EXERCISE REQUIREMENTS: Quote the lines below exactly, from the one that holds "the white wall." through the final line of the records, and only those.

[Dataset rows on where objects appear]
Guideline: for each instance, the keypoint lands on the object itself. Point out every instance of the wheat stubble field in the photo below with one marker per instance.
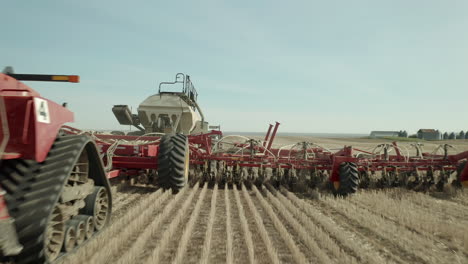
(260, 225)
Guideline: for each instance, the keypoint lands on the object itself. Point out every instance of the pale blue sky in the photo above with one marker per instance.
(314, 66)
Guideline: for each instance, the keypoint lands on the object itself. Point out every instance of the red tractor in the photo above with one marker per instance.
(54, 191)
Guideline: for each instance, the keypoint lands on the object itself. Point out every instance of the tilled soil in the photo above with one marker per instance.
(276, 226)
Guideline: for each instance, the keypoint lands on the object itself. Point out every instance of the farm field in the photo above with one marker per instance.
(217, 225)
(221, 224)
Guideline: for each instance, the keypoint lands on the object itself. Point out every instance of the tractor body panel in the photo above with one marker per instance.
(29, 123)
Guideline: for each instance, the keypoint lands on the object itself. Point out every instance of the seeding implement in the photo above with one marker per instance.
(57, 194)
(188, 152)
(53, 184)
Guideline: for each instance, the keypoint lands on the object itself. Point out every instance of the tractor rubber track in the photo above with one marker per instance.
(33, 190)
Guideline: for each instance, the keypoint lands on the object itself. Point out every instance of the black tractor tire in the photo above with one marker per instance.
(173, 162)
(349, 179)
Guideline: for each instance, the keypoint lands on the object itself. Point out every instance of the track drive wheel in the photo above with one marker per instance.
(44, 198)
(457, 181)
(173, 162)
(349, 179)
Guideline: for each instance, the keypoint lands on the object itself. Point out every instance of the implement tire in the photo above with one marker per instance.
(349, 179)
(173, 162)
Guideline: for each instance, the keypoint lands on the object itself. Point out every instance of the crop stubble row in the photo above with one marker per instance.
(219, 224)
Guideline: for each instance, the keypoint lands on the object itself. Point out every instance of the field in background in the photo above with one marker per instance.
(219, 224)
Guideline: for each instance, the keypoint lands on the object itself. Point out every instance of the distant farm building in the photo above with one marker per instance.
(378, 134)
(429, 134)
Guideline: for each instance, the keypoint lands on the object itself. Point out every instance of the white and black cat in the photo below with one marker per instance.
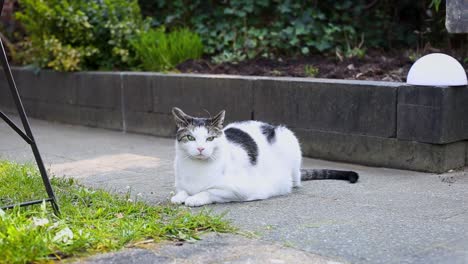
(244, 161)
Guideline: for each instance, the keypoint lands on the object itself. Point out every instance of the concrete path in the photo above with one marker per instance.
(389, 216)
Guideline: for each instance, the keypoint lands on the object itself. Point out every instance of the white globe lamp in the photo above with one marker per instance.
(437, 69)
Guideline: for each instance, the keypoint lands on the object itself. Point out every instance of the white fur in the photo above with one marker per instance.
(223, 172)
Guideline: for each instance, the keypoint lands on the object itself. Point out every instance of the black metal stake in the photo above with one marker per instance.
(28, 136)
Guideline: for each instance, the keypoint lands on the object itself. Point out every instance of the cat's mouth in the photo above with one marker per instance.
(200, 157)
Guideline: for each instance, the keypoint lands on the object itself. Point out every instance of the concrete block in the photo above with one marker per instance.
(100, 90)
(432, 114)
(64, 113)
(383, 152)
(198, 95)
(138, 92)
(47, 86)
(99, 117)
(156, 124)
(365, 108)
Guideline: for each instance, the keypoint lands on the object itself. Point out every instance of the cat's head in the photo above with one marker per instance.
(198, 137)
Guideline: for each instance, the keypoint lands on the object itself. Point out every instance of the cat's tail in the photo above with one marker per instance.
(311, 174)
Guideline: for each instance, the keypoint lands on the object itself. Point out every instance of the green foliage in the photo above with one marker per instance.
(79, 34)
(160, 51)
(311, 71)
(244, 29)
(92, 220)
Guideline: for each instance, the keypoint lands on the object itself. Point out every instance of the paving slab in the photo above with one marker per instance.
(213, 248)
(389, 216)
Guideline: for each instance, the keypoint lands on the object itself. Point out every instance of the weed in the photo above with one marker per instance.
(92, 220)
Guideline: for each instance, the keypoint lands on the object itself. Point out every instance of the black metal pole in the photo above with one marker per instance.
(27, 128)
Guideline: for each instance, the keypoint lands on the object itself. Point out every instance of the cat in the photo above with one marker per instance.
(243, 161)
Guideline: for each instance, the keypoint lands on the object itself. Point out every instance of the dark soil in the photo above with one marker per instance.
(376, 65)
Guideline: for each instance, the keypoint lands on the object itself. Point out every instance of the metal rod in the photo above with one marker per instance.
(15, 127)
(26, 203)
(27, 128)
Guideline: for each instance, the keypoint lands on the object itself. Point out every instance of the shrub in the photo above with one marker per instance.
(79, 34)
(160, 51)
(243, 29)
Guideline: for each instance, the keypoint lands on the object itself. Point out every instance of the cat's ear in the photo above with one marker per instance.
(218, 120)
(181, 118)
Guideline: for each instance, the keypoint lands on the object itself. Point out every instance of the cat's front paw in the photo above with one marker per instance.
(198, 200)
(179, 198)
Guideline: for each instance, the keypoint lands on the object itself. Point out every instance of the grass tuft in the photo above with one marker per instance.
(92, 221)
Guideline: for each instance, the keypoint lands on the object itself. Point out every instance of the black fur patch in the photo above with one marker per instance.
(199, 121)
(269, 132)
(238, 136)
(311, 174)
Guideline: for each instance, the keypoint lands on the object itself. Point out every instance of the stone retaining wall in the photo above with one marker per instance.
(372, 123)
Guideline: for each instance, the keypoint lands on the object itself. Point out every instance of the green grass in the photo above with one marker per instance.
(161, 51)
(92, 220)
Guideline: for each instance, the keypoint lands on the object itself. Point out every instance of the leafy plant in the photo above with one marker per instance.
(92, 220)
(311, 71)
(159, 51)
(79, 34)
(237, 30)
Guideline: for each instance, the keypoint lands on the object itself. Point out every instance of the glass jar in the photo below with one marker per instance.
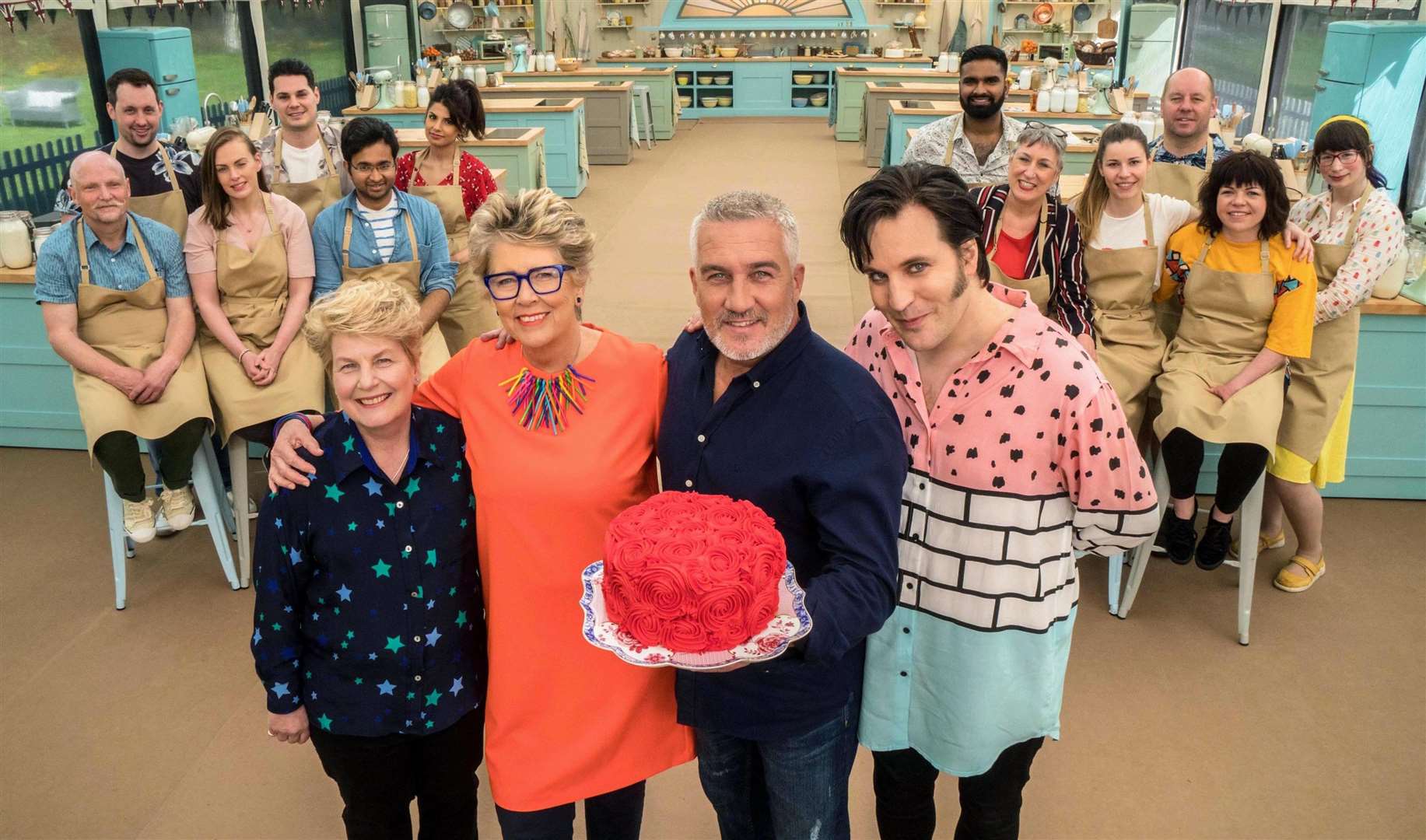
(16, 248)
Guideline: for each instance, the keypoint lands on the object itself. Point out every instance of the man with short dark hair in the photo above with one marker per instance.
(163, 179)
(977, 142)
(301, 159)
(1018, 457)
(381, 233)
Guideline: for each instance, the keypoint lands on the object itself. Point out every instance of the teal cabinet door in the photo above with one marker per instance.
(762, 87)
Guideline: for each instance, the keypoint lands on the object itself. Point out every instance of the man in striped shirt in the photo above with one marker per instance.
(387, 227)
(1018, 457)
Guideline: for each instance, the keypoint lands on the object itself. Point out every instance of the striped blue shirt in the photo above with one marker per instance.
(436, 268)
(58, 265)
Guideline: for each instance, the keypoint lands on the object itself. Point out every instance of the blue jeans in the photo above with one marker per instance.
(787, 789)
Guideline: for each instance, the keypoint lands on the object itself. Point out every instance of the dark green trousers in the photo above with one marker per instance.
(117, 453)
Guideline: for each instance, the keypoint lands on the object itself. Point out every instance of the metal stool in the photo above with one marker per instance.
(207, 485)
(1246, 523)
(640, 104)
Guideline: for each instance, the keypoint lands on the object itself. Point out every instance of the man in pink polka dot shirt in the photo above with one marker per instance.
(1018, 457)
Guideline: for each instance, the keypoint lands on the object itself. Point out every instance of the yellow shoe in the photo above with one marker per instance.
(1291, 578)
(1263, 544)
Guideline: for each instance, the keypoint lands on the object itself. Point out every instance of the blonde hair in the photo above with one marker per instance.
(375, 308)
(532, 217)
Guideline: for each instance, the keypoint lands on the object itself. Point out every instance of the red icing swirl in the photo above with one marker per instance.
(692, 572)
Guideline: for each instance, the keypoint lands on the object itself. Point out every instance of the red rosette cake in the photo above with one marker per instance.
(692, 572)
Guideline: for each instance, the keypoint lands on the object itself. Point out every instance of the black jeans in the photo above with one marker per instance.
(905, 785)
(117, 453)
(1238, 468)
(380, 776)
(609, 816)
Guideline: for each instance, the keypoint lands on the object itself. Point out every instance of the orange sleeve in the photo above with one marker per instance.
(1294, 311)
(443, 390)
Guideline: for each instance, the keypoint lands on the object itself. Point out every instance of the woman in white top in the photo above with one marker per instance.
(1126, 230)
(1359, 234)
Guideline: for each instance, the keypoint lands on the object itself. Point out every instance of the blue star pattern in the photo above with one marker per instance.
(401, 559)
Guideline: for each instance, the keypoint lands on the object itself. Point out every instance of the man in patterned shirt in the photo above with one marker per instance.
(977, 142)
(1018, 457)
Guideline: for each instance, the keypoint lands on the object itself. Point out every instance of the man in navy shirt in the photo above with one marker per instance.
(760, 408)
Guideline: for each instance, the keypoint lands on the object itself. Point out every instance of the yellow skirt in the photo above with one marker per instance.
(1331, 467)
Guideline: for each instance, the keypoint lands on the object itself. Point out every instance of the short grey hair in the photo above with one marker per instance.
(748, 205)
(1034, 136)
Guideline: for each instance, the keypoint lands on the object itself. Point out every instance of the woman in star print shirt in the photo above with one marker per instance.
(368, 628)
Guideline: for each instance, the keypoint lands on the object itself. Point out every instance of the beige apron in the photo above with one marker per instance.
(169, 207)
(1225, 325)
(1179, 181)
(313, 196)
(1130, 344)
(130, 328)
(253, 294)
(471, 311)
(407, 274)
(1037, 285)
(1318, 384)
(950, 154)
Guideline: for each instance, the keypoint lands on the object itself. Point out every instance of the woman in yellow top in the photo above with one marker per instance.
(1359, 234)
(1248, 307)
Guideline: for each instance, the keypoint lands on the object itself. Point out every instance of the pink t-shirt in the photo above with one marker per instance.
(200, 247)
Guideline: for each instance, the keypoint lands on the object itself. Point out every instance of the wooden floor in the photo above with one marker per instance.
(150, 722)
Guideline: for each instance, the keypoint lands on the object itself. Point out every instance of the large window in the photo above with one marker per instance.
(1229, 42)
(44, 90)
(1298, 58)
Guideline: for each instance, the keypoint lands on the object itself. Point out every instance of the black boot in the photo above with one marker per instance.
(1214, 547)
(1177, 538)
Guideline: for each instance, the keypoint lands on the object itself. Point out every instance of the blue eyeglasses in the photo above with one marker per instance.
(544, 280)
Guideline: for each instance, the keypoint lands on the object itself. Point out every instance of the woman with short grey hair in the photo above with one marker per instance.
(1032, 239)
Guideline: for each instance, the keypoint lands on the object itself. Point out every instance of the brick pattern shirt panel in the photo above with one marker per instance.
(477, 183)
(368, 595)
(1061, 258)
(1381, 234)
(1023, 461)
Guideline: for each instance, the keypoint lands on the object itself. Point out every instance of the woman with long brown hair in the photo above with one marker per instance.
(250, 263)
(458, 184)
(1359, 234)
(1126, 230)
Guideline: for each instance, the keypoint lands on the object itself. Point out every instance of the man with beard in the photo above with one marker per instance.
(381, 233)
(977, 142)
(163, 180)
(760, 408)
(1018, 458)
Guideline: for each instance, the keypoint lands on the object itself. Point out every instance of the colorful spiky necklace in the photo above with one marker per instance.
(546, 401)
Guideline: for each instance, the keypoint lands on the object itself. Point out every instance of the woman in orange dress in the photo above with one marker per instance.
(561, 429)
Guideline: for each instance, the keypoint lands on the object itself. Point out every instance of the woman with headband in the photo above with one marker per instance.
(1359, 234)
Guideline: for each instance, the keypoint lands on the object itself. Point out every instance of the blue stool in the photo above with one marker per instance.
(207, 485)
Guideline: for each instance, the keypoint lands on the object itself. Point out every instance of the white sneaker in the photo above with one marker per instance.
(177, 506)
(138, 520)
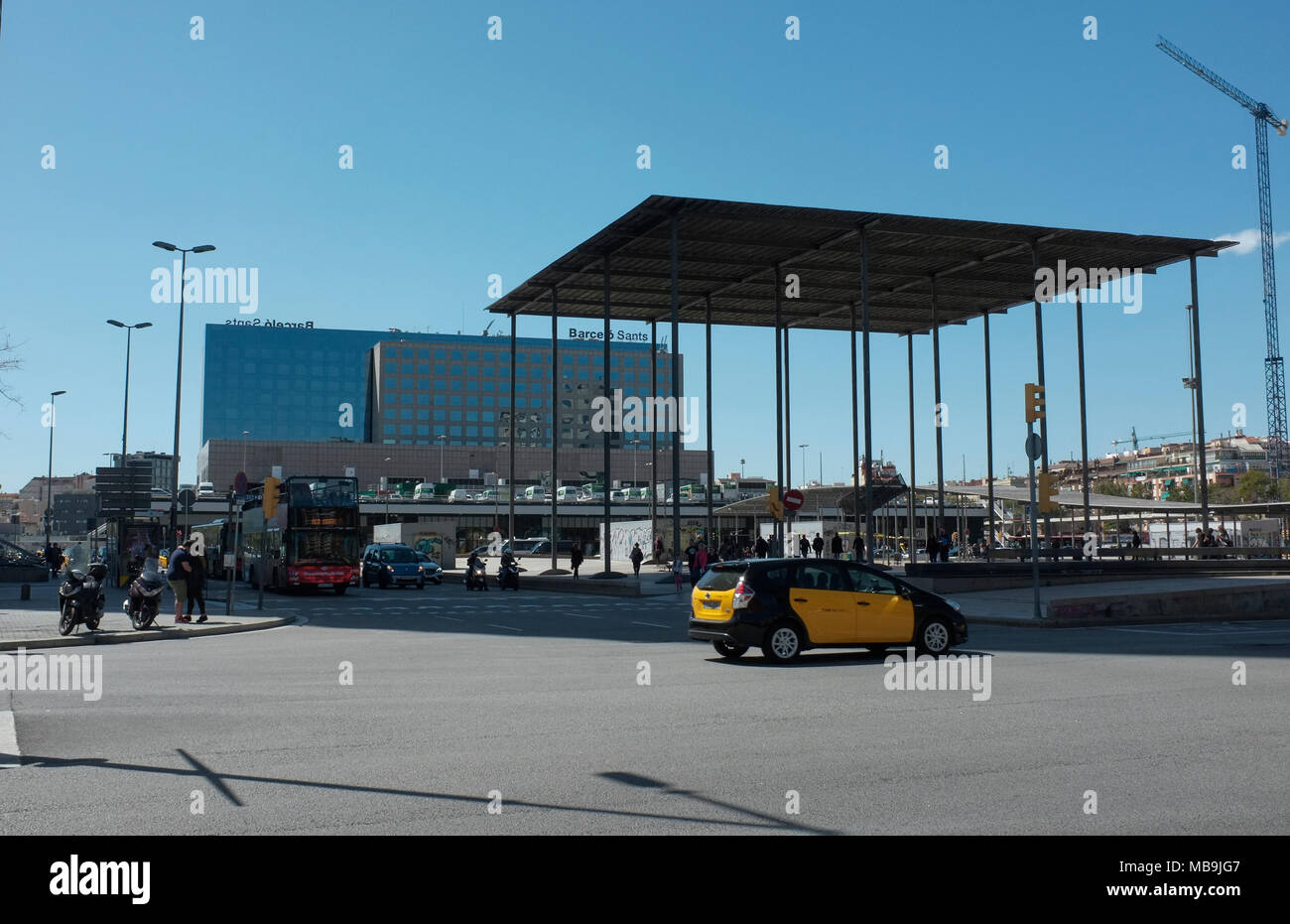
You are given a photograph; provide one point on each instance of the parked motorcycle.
(145, 598)
(476, 579)
(81, 598)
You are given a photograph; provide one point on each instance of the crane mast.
(1273, 366)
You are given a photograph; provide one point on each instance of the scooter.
(476, 579)
(145, 598)
(81, 598)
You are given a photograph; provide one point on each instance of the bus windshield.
(322, 547)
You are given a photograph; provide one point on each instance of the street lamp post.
(179, 377)
(125, 415)
(387, 492)
(50, 477)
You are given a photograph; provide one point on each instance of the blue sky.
(475, 156)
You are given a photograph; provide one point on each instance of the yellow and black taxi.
(786, 605)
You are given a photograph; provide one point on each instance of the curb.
(145, 635)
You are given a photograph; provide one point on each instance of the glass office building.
(408, 389)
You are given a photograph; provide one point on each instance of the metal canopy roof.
(1072, 498)
(729, 250)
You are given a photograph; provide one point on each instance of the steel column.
(912, 498)
(676, 395)
(1039, 359)
(609, 430)
(555, 429)
(708, 366)
(1084, 413)
(855, 437)
(868, 416)
(936, 373)
(510, 477)
(1200, 402)
(779, 412)
(989, 450)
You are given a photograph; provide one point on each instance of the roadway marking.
(9, 752)
(1217, 630)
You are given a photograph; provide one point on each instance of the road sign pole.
(1035, 536)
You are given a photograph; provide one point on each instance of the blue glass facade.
(368, 386)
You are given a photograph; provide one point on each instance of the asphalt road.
(536, 697)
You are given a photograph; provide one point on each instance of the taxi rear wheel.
(727, 649)
(783, 643)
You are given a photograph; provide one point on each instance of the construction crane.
(1273, 369)
(1133, 438)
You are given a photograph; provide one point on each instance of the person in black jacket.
(197, 586)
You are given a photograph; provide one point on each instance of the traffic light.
(1035, 403)
(271, 495)
(773, 503)
(1046, 493)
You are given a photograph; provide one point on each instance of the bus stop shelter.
(704, 261)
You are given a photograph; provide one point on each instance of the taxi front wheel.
(730, 650)
(783, 643)
(933, 637)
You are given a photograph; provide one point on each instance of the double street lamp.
(50, 477)
(125, 415)
(179, 378)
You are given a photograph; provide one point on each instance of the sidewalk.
(34, 623)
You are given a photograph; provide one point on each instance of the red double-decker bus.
(310, 540)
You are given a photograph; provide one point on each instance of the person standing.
(700, 563)
(179, 567)
(196, 580)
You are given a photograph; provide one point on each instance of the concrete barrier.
(1218, 604)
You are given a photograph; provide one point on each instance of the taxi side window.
(868, 583)
(820, 576)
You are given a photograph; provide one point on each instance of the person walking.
(196, 580)
(179, 567)
(700, 563)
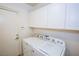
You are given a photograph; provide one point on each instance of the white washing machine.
(48, 46)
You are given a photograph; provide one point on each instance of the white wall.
(21, 21)
(70, 37)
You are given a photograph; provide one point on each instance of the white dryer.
(37, 47)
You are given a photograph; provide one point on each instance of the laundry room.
(39, 29)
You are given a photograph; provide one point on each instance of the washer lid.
(52, 50)
(45, 47)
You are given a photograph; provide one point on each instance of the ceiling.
(33, 4)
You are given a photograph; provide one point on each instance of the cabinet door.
(38, 18)
(72, 21)
(56, 15)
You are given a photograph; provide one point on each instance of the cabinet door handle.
(32, 50)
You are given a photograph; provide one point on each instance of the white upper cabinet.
(56, 15)
(72, 21)
(38, 17)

FINAL ANSWER:
You are given a photograph; provide one point on each instance of the white wall.
(21, 21)
(70, 37)
You are given a photograph; provide one point on each instance of the white dryer.
(37, 47)
You are given a photograph; provide one point on each instance of the laundry room.
(39, 29)
You are given a photograph; provide one point on each instance of the washer lid.
(52, 50)
(45, 47)
You are given a photograph; provide one point on each instance of the ceiling.
(33, 4)
You are given a photograph; provide one point on each instance of the cabinet door.
(38, 18)
(72, 21)
(56, 15)
You are given a photograph; provide one point on each instance of the cabinet door handle.
(32, 50)
You are given a photograph; provide one point on each instance of the white upper cabinet.
(56, 15)
(72, 21)
(38, 17)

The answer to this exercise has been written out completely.